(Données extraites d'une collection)
☆ ☆ ☆ ☆ ☆

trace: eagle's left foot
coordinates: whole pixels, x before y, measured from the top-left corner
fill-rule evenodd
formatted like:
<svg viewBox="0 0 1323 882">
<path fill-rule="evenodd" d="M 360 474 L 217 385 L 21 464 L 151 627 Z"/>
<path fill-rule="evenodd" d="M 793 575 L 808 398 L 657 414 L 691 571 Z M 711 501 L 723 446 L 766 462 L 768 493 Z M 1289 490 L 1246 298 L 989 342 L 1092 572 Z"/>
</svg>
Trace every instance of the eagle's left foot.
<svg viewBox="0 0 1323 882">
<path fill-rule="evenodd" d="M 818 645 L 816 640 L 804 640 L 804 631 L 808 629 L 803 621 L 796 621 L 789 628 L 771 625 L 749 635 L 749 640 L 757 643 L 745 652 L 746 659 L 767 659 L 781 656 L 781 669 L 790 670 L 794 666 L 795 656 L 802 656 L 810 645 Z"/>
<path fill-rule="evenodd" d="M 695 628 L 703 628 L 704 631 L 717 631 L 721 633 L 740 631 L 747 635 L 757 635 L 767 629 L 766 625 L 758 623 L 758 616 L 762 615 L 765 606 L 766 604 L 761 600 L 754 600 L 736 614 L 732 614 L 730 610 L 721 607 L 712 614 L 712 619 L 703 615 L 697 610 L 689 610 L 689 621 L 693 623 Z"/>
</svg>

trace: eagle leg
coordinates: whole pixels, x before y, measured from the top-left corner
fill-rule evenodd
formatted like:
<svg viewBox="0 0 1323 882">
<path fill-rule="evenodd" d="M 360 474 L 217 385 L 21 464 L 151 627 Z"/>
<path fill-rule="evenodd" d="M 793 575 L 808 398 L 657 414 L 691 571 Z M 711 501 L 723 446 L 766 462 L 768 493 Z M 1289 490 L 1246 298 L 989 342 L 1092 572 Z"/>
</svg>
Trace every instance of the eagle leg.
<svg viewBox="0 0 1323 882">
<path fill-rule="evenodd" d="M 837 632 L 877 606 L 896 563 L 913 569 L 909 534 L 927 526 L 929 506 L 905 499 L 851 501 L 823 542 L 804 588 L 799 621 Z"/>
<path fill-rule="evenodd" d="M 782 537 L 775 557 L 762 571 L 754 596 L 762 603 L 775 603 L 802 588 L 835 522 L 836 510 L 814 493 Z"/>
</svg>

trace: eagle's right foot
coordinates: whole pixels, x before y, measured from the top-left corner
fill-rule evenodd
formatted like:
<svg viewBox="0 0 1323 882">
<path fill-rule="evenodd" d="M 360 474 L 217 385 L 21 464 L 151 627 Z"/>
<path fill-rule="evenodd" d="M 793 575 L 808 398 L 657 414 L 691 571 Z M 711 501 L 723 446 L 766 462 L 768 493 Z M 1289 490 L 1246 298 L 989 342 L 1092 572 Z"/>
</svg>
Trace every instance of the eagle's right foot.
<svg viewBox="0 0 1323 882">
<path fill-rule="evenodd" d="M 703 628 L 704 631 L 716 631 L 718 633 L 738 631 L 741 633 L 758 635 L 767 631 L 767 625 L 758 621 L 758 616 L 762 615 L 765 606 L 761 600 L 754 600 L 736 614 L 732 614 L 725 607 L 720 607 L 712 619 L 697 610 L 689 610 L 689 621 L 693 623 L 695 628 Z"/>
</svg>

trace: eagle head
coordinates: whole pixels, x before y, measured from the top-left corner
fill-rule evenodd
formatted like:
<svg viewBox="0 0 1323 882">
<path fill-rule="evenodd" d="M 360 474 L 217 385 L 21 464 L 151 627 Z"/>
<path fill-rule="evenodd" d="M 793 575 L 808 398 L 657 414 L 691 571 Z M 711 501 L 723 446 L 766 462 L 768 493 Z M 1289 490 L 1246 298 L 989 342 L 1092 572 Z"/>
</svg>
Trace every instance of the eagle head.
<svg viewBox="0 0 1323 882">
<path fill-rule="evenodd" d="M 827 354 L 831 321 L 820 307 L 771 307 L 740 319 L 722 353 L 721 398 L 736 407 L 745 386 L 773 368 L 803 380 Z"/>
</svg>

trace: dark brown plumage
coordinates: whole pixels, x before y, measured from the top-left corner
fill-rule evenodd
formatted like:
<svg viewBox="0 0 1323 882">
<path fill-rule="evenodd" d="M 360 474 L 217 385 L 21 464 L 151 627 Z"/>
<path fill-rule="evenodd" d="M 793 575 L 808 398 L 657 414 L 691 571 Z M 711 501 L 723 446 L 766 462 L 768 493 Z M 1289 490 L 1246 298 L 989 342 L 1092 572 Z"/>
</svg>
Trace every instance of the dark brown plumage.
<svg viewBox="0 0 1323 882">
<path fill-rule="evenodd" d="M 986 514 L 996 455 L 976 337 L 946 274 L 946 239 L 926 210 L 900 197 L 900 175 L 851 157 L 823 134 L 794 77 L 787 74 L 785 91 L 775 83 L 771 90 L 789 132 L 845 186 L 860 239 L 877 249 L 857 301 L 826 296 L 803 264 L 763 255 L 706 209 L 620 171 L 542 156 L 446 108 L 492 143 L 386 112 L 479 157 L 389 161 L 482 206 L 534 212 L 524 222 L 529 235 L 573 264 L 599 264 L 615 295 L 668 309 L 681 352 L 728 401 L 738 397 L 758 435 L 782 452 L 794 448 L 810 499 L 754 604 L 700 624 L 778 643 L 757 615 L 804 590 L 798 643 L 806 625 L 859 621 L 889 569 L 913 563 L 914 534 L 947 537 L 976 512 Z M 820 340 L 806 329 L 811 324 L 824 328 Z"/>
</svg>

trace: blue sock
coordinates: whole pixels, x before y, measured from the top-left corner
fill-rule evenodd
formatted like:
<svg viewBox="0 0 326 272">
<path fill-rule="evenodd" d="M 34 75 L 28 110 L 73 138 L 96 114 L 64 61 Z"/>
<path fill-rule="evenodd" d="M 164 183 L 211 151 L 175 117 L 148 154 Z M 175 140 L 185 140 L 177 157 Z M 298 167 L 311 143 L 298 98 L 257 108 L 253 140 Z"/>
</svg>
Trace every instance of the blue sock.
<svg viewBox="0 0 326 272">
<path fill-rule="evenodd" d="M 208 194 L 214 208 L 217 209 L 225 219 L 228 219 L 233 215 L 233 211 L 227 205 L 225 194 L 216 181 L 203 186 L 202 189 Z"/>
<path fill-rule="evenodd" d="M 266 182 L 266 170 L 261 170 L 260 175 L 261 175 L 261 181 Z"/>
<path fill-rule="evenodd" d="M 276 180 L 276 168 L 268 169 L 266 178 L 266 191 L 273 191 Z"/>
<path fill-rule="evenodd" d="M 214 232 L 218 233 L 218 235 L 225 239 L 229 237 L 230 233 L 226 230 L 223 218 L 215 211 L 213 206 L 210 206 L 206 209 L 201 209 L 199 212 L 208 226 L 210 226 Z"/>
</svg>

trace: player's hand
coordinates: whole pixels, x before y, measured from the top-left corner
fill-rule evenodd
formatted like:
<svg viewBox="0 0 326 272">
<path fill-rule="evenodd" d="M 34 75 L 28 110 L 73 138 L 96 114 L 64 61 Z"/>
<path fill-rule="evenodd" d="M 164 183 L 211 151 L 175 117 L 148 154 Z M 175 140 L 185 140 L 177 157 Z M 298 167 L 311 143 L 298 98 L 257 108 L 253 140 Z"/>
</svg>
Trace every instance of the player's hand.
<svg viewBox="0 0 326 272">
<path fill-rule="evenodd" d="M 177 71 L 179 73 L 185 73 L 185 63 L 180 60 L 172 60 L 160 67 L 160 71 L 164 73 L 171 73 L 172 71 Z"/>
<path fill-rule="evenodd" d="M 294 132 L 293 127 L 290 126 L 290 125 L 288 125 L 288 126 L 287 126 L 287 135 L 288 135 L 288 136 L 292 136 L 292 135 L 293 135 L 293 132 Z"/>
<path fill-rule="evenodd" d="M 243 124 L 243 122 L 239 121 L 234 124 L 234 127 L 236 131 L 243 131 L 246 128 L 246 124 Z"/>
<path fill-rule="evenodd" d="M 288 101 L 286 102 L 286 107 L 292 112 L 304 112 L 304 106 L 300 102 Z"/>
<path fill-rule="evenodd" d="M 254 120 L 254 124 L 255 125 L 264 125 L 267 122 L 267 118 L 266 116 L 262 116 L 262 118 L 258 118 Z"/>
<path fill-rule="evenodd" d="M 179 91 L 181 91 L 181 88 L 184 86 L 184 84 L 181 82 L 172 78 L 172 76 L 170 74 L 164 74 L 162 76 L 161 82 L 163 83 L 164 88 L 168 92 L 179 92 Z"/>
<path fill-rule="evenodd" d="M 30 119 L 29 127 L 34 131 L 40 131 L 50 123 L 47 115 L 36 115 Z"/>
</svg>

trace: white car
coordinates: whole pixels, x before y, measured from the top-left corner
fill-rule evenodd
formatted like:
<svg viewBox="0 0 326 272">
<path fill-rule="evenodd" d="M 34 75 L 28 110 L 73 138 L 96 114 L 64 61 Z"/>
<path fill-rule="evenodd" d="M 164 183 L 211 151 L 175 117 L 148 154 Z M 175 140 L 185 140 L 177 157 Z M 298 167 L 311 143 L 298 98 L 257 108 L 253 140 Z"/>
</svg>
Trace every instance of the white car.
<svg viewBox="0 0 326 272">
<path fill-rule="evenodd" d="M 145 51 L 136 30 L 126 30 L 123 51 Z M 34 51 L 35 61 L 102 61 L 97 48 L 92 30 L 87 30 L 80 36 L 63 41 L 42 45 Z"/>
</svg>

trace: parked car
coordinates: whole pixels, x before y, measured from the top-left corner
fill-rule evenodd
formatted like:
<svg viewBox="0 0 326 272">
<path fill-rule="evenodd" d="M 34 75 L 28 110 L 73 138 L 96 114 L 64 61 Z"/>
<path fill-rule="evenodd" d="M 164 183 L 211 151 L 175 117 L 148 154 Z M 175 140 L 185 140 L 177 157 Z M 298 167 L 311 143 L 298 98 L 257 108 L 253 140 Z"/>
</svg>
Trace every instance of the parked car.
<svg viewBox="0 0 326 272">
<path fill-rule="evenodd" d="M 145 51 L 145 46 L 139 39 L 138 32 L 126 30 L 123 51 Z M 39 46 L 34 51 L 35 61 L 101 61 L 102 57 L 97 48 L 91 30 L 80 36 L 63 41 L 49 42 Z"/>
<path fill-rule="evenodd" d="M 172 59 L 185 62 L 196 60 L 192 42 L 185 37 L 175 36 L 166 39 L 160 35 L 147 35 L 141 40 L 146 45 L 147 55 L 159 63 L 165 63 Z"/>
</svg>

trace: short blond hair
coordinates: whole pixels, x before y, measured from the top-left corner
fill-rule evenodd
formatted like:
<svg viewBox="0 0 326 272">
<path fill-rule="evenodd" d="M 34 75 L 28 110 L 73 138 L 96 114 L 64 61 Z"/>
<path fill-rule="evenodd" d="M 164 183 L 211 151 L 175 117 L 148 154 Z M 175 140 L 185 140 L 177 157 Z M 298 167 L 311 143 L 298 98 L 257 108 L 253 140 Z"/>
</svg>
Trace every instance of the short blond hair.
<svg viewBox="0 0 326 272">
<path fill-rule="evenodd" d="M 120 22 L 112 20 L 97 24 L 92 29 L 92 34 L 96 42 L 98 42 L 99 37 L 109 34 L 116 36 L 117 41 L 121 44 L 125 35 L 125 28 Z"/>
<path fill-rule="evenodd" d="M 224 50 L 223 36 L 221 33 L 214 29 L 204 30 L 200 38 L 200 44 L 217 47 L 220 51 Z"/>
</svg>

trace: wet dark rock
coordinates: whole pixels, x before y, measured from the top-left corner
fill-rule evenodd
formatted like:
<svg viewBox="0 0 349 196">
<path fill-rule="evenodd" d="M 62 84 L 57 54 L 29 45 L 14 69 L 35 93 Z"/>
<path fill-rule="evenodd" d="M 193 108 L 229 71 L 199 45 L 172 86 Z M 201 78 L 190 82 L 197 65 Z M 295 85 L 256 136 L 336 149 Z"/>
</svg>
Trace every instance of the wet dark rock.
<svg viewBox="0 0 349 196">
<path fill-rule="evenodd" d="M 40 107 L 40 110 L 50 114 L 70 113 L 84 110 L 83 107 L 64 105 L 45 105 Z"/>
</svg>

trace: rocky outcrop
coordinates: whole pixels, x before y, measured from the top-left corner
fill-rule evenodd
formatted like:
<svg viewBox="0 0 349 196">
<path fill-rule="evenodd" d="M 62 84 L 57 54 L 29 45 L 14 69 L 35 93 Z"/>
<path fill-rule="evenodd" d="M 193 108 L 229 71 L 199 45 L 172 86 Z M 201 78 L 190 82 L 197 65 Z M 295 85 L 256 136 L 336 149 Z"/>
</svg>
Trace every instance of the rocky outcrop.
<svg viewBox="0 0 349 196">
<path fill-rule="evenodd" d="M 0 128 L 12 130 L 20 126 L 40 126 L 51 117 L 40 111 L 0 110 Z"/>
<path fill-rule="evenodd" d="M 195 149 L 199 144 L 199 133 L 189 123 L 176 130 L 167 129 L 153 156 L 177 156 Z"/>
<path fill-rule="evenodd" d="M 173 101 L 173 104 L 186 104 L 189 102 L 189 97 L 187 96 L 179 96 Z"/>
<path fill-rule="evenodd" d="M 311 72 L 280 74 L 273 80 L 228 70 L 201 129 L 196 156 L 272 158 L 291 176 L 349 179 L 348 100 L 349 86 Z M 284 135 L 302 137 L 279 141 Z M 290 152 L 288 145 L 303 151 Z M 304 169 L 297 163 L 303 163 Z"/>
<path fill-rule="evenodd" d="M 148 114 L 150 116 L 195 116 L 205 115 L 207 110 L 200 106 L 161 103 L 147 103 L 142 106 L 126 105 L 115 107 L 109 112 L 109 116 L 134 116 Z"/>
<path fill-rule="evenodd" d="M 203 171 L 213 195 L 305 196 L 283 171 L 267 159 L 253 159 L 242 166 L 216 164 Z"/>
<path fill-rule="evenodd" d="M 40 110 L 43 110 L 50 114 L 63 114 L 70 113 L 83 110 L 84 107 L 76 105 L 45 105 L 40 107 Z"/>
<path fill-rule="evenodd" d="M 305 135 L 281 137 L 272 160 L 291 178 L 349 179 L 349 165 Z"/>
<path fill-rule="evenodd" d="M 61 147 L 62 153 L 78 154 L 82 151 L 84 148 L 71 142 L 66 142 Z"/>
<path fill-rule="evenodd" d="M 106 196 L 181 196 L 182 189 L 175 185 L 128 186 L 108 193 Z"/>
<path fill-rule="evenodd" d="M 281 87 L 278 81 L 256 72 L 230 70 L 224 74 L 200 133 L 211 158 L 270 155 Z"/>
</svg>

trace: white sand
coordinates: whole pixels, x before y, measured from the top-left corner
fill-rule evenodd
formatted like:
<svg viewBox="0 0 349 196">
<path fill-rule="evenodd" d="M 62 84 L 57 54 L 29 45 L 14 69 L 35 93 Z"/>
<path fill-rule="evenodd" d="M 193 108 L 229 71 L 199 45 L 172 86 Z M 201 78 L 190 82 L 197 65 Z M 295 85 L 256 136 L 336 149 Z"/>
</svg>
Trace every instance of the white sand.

☆ ☆ ☆ ☆ ☆

Renvoyez telles quelles les lignes de la liste qui vont de son début jusqu'à la ligne contenant "818 645 L 816", ces deux extrémités comprises.

Réponse attendue:
trace: eagle's left foot
coordinates: whole pixels, x before y, measured from the top-left corner
fill-rule evenodd
formatted like:
<svg viewBox="0 0 1323 882">
<path fill-rule="evenodd" d="M 360 474 L 217 385 L 21 464 L 151 627 Z"/>
<path fill-rule="evenodd" d="M 793 575 L 808 398 L 657 414 L 691 571 Z M 711 501 L 723 446 L 766 462 L 768 493 Z M 1289 490 L 1246 298 L 989 342 L 1092 572 Z"/>
</svg>
Trace every instance of the eagle's left foot.
<svg viewBox="0 0 1323 882">
<path fill-rule="evenodd" d="M 818 645 L 816 640 L 804 640 L 804 631 L 808 629 L 803 621 L 796 621 L 789 628 L 771 625 L 749 635 L 749 640 L 757 643 L 745 652 L 746 659 L 767 659 L 781 656 L 781 669 L 790 670 L 794 666 L 795 656 L 802 656 L 810 645 Z"/>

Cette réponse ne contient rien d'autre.